▶ _MATERIAL_
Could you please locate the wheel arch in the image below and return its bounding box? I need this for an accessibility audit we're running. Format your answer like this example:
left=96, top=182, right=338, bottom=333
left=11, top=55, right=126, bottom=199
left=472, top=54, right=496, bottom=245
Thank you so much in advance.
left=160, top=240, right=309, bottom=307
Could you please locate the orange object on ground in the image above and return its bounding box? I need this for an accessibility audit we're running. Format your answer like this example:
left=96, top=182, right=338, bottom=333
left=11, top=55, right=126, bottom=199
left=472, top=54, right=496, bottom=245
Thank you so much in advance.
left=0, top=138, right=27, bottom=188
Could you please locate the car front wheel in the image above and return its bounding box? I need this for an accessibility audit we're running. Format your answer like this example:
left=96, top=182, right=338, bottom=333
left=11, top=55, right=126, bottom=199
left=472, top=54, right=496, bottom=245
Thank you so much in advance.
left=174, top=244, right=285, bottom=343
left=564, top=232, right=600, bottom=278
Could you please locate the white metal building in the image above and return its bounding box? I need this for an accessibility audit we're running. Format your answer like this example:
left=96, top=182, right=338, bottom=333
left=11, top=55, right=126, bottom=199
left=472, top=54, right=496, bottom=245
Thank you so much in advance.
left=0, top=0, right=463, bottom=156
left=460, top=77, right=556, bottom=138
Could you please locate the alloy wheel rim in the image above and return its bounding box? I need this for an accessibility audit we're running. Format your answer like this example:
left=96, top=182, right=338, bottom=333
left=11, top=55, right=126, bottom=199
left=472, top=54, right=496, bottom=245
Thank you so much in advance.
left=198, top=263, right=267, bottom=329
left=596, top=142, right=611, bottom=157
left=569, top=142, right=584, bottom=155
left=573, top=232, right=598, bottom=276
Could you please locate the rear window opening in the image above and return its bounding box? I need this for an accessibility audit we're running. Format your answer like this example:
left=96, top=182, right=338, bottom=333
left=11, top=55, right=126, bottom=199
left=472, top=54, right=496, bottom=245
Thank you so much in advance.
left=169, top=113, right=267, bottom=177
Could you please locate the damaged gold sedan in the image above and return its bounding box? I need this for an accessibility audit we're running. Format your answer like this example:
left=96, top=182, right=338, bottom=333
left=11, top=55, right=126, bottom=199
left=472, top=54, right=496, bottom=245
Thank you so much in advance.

▶ _AIM_
Please write out the items above again, swapping "accessibility audit" for "usability review" everywhere it occurs and leaving everything else unchanged.

▶ _RESULT_
Could you please locate the wheel arch in the image below and return its bounding box? I need this for an usability review we're running. Format your answer like this example:
left=96, top=182, right=338, bottom=333
left=11, top=55, right=126, bottom=199
left=472, top=54, right=496, bottom=245
Thank you so much in advance.
left=160, top=240, right=309, bottom=307
Could you please locate the orange object on ground in the image above and return its bounding box? I need this for an usability review we're running. Format your answer like this example:
left=96, top=182, right=338, bottom=333
left=11, top=55, right=126, bottom=199
left=472, top=54, right=496, bottom=245
Thank you so much in advance.
left=0, top=138, right=27, bottom=188
Could you please locate the car front wheel in the image above and return its bounding box? I need this for an usability review we're running. Format your answer like this example:
left=96, top=182, right=338, bottom=333
left=11, top=55, right=126, bottom=199
left=472, top=54, right=496, bottom=245
Thank you so much in advance.
left=174, top=244, right=285, bottom=343
left=564, top=232, right=600, bottom=278
Could you please locate the white metal building in the image above and return its bounding box? I need this for an usability review we're running. Format your answer like this example:
left=96, top=182, right=338, bottom=333
left=11, top=55, right=126, bottom=199
left=472, top=54, right=496, bottom=245
Thank you so much in advance.
left=0, top=0, right=463, bottom=156
left=460, top=77, right=556, bottom=138
Could you please locate the alloy wheel rim in the image above and return its bounding box? I need this for an usability review we're running. Format your answer like this example:
left=96, top=182, right=338, bottom=333
left=11, top=55, right=126, bottom=199
left=472, top=54, right=496, bottom=245
Thank you so much in advance.
left=198, top=263, right=267, bottom=329
left=596, top=142, right=611, bottom=157
left=569, top=142, right=584, bottom=155
left=573, top=232, right=598, bottom=276
Could you please locate the rear window opening in the image above and return its bounding box? I need this for an usability review we're running. Format your answer like this example:
left=96, top=182, right=338, bottom=333
left=11, top=55, right=126, bottom=199
left=472, top=54, right=496, bottom=245
Thank you so much in advance.
left=169, top=113, right=267, bottom=177
Could you please locate the damaged gold sedan in the image above and return its bounding box? I need this for an usability review we're running. Format your answer like this example:
left=96, top=182, right=338, bottom=333
left=11, top=55, right=126, bottom=199
left=472, top=54, right=496, bottom=245
Thank you so much in advance.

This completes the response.